- **Your task**
Extract every item below verbatim, reproducing each line without any change.

- **Stored records**
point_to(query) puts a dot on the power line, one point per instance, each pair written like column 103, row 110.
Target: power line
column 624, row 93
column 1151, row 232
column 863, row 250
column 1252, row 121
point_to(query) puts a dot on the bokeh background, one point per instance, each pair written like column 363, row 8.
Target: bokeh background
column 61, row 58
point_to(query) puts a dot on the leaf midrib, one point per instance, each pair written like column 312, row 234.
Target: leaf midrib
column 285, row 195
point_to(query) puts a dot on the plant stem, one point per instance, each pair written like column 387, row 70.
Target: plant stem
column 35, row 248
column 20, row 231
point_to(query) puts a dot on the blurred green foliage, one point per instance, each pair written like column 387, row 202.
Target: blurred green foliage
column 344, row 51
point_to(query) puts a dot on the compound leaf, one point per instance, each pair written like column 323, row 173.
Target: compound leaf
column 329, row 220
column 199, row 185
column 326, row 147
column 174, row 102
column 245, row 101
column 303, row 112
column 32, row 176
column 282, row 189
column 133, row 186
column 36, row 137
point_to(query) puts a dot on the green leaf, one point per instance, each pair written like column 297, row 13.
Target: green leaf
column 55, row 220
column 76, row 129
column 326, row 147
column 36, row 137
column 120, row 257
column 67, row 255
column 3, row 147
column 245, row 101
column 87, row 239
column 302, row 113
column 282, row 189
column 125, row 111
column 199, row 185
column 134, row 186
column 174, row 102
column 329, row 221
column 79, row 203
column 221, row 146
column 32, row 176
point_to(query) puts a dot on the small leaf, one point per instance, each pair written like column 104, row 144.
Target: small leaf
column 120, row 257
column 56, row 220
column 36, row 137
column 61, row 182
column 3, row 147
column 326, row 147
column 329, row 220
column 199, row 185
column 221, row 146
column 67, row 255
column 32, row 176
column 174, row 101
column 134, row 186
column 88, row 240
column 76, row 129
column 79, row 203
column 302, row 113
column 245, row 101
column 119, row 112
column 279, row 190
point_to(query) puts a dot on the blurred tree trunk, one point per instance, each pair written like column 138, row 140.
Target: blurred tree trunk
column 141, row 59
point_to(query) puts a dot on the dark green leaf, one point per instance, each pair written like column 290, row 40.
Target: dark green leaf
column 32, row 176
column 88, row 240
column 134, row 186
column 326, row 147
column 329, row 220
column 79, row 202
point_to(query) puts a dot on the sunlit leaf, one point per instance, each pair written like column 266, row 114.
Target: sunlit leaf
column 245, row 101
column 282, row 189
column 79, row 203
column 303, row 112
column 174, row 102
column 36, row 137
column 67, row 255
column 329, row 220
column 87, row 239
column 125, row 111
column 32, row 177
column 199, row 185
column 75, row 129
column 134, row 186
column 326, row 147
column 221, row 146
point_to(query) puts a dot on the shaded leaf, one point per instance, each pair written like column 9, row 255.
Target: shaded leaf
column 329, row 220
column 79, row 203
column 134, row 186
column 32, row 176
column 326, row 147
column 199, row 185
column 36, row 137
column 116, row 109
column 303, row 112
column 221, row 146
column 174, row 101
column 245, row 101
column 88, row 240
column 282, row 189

- **Exercise output**
point_to(query) puts a dot on the power line, one point per instance, each pair written like column 103, row 110.
Target: power line
column 624, row 93
column 1151, row 232
column 863, row 250
column 1252, row 121
point_to(query) puts a dot on the bokeh background, one point per instance, each pair written like column 363, row 8.
Target: bokeh background
column 61, row 58
point_to(query) puts a dot on the leaf midrib, one point per instance, each pair written like column 312, row 234.
Target: leaf midrib
column 285, row 195
point_to(query) puts a dot on the plant stem, one point per instance, each pair written like column 387, row 70.
Target: plant stem
column 35, row 248
column 20, row 231
point_to(query) puts a dot on the blurred green foliage, one point per instance, each pair written like column 387, row 202.
Target: blurred green foliage
column 344, row 51
point_to(query) puts a dot on the compound leaf, one point per instance, each pair written like column 323, row 173.
Target: compound leaf
column 329, row 220
column 199, row 185
column 326, row 147
column 174, row 102
column 245, row 101
column 303, row 112
column 32, row 176
column 282, row 189
column 133, row 186
column 36, row 137
point_to(query) puts a dot on the green leaf, one point per instance, each pair written like column 297, row 13.
Target: green leaf
column 55, row 220
column 76, row 129
column 326, row 147
column 36, row 137
column 120, row 257
column 67, row 255
column 3, row 147
column 245, row 101
column 87, row 239
column 302, row 113
column 282, row 189
column 125, row 111
column 199, row 185
column 134, row 186
column 174, row 102
column 329, row 221
column 79, row 203
column 221, row 146
column 32, row 176
point_to(query) puts a dot on the small leaf, one point per instance, each pair written like column 104, row 144.
Target: small leaf
column 120, row 257
column 56, row 220
column 36, row 137
column 61, row 182
column 3, row 147
column 326, row 147
column 329, row 220
column 199, row 185
column 221, row 146
column 67, row 255
column 32, row 176
column 174, row 101
column 134, row 186
column 88, row 240
column 76, row 129
column 79, row 203
column 302, row 113
column 245, row 101
column 119, row 112
column 279, row 190
point_to(query) puts a dot on the blurred tree trunk, one point per instance, each pair written like column 138, row 140.
Target: blurred tree trunk
column 141, row 59
point_to(query) puts a dot on the dark green leaf, one point per instance, each pair written like column 290, row 40.
Target: dark green leaf
column 32, row 176
column 88, row 240
column 134, row 186
column 326, row 147
column 329, row 220
column 79, row 202
point_to(query) puts a dot on the sunlit leaf, one point per instance, each pair written like column 266, row 114.
Target: sunlit leaf
column 245, row 101
column 282, row 189
column 79, row 203
column 303, row 112
column 174, row 102
column 36, row 137
column 67, row 255
column 329, row 220
column 87, row 239
column 125, row 111
column 32, row 177
column 199, row 185
column 75, row 129
column 134, row 186
column 326, row 147
column 221, row 146
point_to(query) puts a dot on the shaded leaf, one point per instance, each pair written like column 9, row 255.
Target: shaded leaf
column 329, row 220
column 79, row 203
column 134, row 186
column 32, row 176
column 326, row 147
column 199, row 185
column 36, row 137
column 116, row 109
column 303, row 112
column 221, row 146
column 174, row 101
column 245, row 101
column 88, row 240
column 282, row 189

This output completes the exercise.